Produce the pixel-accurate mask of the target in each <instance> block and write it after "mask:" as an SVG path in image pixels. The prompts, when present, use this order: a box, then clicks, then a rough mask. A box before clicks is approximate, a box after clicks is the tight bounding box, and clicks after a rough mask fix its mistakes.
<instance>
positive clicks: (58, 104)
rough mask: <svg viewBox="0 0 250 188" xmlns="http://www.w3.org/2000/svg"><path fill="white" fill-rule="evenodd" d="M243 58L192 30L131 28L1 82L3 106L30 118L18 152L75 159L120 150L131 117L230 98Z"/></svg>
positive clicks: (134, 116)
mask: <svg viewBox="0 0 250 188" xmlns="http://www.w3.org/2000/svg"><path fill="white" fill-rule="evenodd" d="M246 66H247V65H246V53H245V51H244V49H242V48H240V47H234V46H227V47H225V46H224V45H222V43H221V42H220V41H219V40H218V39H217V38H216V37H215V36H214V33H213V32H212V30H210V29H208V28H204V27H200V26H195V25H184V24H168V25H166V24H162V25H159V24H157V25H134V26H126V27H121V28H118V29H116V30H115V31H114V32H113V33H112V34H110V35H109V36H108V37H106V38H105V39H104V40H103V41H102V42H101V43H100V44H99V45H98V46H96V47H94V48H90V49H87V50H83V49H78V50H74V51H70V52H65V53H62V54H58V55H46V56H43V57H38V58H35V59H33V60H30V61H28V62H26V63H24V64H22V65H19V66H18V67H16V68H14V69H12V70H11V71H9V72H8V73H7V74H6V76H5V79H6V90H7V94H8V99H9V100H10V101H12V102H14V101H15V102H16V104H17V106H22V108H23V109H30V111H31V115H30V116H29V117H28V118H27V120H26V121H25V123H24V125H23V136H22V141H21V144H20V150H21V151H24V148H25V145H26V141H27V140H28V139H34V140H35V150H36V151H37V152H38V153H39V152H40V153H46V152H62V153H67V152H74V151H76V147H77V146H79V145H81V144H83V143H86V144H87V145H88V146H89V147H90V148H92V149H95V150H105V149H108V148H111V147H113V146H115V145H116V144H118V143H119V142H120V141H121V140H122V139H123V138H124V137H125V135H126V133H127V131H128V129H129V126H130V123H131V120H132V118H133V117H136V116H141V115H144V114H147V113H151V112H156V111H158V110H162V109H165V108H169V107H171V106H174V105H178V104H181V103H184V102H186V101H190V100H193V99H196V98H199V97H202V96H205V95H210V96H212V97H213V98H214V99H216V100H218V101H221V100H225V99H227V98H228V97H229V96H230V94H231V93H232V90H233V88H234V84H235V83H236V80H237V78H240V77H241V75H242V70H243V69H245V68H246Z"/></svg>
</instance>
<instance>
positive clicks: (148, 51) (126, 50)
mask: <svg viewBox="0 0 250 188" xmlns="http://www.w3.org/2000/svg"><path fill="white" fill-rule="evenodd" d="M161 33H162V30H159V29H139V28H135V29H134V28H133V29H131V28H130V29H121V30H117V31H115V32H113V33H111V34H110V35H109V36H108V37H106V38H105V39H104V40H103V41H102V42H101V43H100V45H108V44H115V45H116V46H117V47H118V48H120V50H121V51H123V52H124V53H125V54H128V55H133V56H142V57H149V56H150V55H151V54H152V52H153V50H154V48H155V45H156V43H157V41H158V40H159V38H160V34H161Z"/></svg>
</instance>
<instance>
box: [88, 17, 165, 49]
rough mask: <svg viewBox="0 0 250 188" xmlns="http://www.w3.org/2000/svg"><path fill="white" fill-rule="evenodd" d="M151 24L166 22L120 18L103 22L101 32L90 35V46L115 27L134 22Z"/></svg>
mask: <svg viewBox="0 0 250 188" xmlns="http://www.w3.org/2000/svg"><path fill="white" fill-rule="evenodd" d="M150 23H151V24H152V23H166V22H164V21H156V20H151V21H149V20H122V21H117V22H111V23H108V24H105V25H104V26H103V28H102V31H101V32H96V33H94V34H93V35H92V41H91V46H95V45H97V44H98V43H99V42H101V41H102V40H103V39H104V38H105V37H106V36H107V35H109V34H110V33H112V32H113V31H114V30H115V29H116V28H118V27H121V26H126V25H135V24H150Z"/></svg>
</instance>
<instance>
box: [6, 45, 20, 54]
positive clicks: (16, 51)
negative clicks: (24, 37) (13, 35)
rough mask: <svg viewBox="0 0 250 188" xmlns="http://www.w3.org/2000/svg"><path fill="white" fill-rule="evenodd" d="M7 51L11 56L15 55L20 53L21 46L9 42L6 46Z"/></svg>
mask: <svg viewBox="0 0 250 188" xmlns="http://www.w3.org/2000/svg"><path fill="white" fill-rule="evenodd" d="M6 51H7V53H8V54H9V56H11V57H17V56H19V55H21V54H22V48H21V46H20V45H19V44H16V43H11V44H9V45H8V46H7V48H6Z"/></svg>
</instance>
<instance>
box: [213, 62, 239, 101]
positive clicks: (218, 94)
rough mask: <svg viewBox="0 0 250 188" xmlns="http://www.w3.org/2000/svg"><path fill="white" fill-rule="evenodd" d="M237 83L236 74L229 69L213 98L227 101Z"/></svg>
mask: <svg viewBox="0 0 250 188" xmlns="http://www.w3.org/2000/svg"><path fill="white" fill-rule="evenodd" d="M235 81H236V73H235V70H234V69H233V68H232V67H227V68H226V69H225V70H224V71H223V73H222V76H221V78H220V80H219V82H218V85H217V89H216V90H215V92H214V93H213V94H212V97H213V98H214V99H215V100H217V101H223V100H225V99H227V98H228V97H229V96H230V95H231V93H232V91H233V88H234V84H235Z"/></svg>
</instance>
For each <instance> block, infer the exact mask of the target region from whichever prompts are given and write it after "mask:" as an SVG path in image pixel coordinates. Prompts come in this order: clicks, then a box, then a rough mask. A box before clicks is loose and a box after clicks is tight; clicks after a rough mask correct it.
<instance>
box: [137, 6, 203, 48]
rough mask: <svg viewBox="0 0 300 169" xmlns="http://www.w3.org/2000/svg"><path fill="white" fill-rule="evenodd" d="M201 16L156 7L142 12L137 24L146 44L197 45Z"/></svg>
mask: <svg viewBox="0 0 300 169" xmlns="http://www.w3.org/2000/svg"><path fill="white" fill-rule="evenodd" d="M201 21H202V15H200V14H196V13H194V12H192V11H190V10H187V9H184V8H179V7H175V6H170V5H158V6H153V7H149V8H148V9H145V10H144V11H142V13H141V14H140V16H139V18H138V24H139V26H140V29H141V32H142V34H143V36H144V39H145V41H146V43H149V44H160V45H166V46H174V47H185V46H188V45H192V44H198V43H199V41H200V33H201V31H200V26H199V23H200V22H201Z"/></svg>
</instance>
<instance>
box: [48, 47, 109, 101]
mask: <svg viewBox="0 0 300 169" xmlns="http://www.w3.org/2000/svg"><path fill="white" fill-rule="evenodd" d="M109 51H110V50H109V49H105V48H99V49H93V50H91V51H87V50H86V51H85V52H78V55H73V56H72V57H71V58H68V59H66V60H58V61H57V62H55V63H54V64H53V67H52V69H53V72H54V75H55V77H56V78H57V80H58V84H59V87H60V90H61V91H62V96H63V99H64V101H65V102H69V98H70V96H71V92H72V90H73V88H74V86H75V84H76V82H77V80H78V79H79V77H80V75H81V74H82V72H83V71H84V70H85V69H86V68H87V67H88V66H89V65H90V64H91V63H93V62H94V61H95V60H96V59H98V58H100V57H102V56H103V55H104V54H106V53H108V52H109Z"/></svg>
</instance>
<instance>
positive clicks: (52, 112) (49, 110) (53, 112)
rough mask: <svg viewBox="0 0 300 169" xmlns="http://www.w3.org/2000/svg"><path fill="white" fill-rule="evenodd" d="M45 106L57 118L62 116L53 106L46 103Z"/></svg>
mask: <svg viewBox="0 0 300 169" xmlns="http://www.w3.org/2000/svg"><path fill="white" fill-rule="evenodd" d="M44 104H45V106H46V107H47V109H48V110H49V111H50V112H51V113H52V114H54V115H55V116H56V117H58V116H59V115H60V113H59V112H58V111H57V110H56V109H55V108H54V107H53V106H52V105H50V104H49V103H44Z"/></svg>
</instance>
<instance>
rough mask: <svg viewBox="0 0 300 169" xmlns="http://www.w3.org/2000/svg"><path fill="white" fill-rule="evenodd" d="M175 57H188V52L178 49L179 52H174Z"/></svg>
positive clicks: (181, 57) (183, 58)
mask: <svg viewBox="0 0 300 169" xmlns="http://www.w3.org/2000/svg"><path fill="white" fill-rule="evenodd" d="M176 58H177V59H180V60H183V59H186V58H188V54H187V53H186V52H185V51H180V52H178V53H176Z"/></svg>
+---+
- [Aim of the task]:
Output the listing above word for word, from the opening line through the line that contains "58L192 30L131 28L1", and leave out everything after it.

- [Response for this exercise]:
Produce the pixel-accurate mask of the target in each <instance> block and write it after "mask:" as an SVG path in image pixels. The prompts, when present, use this order: a box, then clicks, then a rough mask. A box before clicks is approximate, a box after clicks is the tight bounding box, and clicks after a rough mask fix its mistakes.
<instance>
positive clicks: (58, 104)
rough mask: <svg viewBox="0 0 250 188" xmlns="http://www.w3.org/2000/svg"><path fill="white" fill-rule="evenodd" d="M243 58L192 30L131 28L1 82L3 106L30 118L18 152L75 159L120 150L131 117L230 98Z"/></svg>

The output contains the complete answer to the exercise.